[Records from a data source]
..........
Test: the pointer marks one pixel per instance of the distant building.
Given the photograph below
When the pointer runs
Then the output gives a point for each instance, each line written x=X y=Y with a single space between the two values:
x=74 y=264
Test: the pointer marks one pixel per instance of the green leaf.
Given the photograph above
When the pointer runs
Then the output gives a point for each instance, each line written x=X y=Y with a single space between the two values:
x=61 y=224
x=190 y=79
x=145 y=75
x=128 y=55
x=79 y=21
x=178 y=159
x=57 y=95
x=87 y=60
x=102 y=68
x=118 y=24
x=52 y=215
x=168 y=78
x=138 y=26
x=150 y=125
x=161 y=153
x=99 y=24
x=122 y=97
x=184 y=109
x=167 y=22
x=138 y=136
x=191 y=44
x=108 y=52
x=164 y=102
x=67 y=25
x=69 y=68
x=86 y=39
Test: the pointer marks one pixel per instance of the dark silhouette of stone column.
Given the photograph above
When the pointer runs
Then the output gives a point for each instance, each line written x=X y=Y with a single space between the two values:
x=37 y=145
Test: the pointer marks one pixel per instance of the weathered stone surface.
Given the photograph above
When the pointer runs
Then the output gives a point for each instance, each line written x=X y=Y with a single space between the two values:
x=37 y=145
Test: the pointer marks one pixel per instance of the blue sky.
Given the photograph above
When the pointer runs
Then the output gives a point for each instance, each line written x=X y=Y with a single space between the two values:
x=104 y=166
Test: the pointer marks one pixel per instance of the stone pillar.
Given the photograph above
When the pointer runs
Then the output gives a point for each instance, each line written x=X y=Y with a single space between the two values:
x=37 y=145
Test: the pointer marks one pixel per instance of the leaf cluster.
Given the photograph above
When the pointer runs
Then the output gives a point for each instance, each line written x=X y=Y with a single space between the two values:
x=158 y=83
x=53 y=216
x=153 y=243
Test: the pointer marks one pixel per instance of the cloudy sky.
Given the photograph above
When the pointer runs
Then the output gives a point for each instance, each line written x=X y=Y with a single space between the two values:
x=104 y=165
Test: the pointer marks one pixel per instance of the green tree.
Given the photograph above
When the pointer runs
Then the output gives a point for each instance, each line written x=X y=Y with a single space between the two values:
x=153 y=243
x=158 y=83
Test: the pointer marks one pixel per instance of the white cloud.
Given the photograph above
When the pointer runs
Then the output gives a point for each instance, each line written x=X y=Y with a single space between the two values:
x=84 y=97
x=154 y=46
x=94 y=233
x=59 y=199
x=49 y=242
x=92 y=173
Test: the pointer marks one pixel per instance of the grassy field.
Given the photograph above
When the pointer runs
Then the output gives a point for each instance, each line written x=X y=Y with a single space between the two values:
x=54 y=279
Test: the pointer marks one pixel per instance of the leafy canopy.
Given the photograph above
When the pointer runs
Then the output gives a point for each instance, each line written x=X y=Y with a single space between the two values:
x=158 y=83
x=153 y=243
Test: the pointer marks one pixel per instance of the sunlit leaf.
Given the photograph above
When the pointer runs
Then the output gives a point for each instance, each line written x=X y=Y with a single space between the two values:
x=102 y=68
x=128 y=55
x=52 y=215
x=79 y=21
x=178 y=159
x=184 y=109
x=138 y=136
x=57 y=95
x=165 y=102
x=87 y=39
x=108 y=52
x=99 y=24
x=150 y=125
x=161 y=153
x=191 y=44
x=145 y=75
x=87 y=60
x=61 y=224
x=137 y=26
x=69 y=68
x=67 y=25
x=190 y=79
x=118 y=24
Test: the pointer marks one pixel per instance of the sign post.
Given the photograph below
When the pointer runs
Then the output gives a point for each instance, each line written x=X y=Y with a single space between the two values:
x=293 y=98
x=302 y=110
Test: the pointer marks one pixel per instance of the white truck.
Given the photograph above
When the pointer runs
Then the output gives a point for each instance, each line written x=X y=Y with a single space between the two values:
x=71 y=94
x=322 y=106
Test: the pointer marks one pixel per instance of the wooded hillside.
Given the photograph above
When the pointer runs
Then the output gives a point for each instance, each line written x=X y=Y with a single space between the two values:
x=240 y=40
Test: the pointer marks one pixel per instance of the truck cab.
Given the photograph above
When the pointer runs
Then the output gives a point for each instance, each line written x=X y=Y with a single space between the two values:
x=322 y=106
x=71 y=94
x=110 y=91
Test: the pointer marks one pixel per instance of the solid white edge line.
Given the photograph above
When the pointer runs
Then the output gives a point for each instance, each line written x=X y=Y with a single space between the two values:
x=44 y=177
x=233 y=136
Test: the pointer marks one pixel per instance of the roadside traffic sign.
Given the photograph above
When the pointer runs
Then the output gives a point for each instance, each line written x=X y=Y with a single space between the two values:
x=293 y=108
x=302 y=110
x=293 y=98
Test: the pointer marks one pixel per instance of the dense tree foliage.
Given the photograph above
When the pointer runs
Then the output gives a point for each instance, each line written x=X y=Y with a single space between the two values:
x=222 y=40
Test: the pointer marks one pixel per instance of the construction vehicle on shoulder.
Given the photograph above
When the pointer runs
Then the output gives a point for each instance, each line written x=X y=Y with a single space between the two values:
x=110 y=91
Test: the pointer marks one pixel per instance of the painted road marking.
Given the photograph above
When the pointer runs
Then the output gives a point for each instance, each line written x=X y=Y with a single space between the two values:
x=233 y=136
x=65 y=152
..........
ACTION ITEM —
The records above are to be duplicated in full and exactly.

FINISHED TASK —
Test: the pointer marks one pixel per instance of the distant building.
Given the photograph below
When the pointer runs
Then the output gives a point for each instance, each line written x=X y=Y with a single space between the two values:
x=74 y=264
Test: the pointer marks one pixel per instance of the green leaf.
Given the photograph above
When the pointer runs
Then the output gives a point for each instance, each line written x=X y=Y with a single space between the two values:
x=61 y=224
x=190 y=79
x=145 y=75
x=128 y=55
x=79 y=21
x=178 y=159
x=57 y=95
x=87 y=60
x=102 y=68
x=118 y=24
x=52 y=215
x=168 y=78
x=138 y=26
x=150 y=125
x=161 y=153
x=99 y=24
x=122 y=97
x=184 y=109
x=167 y=22
x=138 y=136
x=191 y=44
x=108 y=52
x=164 y=102
x=67 y=25
x=69 y=68
x=86 y=39
Test: the pointer marks one pixel per instance of the dark silhouette of stone column.
Given the photograph above
When the pointer runs
Then the output gives a point for each instance, each line written x=X y=Y with a single space between the two values:
x=37 y=145
Test: the pointer marks one pixel per instance of the weathered stone surface.
Given the photograph above
When the pointer runs
Then the output gives a point for each instance, each line written x=X y=Y with a single space between the two values:
x=37 y=145
Test: the pointer marks one pixel per instance of the blue sky.
Given the photograph above
When the pointer runs
Then the output gives a point for each instance, each line written x=X y=Y with a single space between the two values:
x=104 y=166
Test: the pointer marks one pixel per instance of the stone pillar.
Given the photograph above
When the pointer runs
Then the output gives a point for each instance, each line written x=X y=Y with a single space between the two values:
x=37 y=145
Test: the pointer marks one pixel per instance of the leaf cluster.
Given the photograph above
When the pointer runs
Then the output gives a point for each instance, each line written x=X y=Y with a single space between the two values:
x=158 y=83
x=53 y=216
x=153 y=243
Test: the pointer marks one pixel per instance of the cloudy sky.
Given the photograph above
When the pointer runs
Then the output gives a point for each instance, each line written x=X y=Y with a single space between the two values:
x=104 y=165
Test: the pointer marks one pixel per instance of the green tree.
Given the photograph above
When the pointer runs
Then the output gives a point for each instance, each line written x=X y=Y with a single space between the two values:
x=153 y=243
x=158 y=83
Test: the pointer marks one pixel per instance of the white cloud.
Given the photograph above
When the pointer runs
Then the output gives a point for each instance, each line written x=X y=Y with a single space between the two values:
x=84 y=97
x=154 y=46
x=94 y=233
x=59 y=199
x=49 y=242
x=92 y=173
Test: the pointer marks one pixel per instance of the grassy field.
Given the photograph above
When the pointer runs
Then the output gives a point for each instance, each line written x=X y=Y with a single space between the two values:
x=54 y=279
Test: the pointer marks one pixel per instance of the leafy canopy.
Given the photograph above
When the pointer runs
Then the output gives a point for each instance, each line written x=X y=Y with a single space between the two values:
x=158 y=83
x=153 y=243
Test: the pointer marks one pixel per instance of the sunlit leaf.
Given the photograph above
When the pointer runs
Then the output gives a point for each instance, each line written x=X y=Y with a single space between the two values:
x=102 y=68
x=128 y=55
x=52 y=215
x=79 y=21
x=178 y=159
x=184 y=109
x=138 y=136
x=57 y=95
x=165 y=102
x=87 y=39
x=108 y=52
x=99 y=24
x=150 y=125
x=161 y=153
x=191 y=44
x=145 y=75
x=87 y=60
x=61 y=224
x=137 y=26
x=69 y=68
x=67 y=25
x=190 y=79
x=118 y=24
Test: the pointer marks one pixel per instance of the sign post.
Given the photograph below
When the pointer runs
Then the output gives a point for each instance, each line written x=X y=Y with a single space between the two values:
x=293 y=98
x=302 y=110
Test: the pointer marks one pixel per instance of the white truck.
Given the photograph above
When the pointer runs
Then the output gives a point for each instance, each line written x=X y=Y with a single space between the two values:
x=71 y=94
x=322 y=106
Test: the pointer marks one pixel per instance of the wooded hillside.
Given the photograph above
When the pointer runs
Then the output gives a point for each instance, each line written x=X y=Y with a single space between the two values:
x=240 y=40
Test: the pointer marks one pixel per instance of the truck cab.
Given the photograph above
When the pointer runs
Then the output gives a point for each instance, each line written x=X y=Y with a single space between the two values:
x=322 y=106
x=71 y=94
x=110 y=91
Test: the pointer marks one pixel per instance of the solid white edge line.
Given the photograph above
When the pointer runs
Then the output gives a point for each instance, each line written x=X y=Y with a single space between the two values:
x=44 y=177
x=233 y=136
Test: the pointer marks one pixel per instance of the roadside traffic sign.
Given the photograph above
When the pointer runs
Then the output gives a point for each instance, each line written x=X y=Y with a single space between the two values:
x=293 y=108
x=302 y=110
x=293 y=98
Test: the pointer marks one pixel per instance of the dense tree foliage.
Given the photograph above
When the pointer runs
Then the output gives a point for each instance, each line written x=X y=Y with a single space between the two values:
x=222 y=40
Test: the pointer marks one pixel per instance of the construction vehicle on shoulder.
Given the photograph above
When the pointer runs
Then the output gives a point for each instance, each line written x=X y=Y with a single space between the two values:
x=110 y=91
Test: the pointer marks one pixel per instance of the painted road marking.
Given the photograph above
When the pointer runs
Then the output gives a point for each instance, each line written x=X y=Y with a single space between the two values:
x=233 y=136
x=65 y=152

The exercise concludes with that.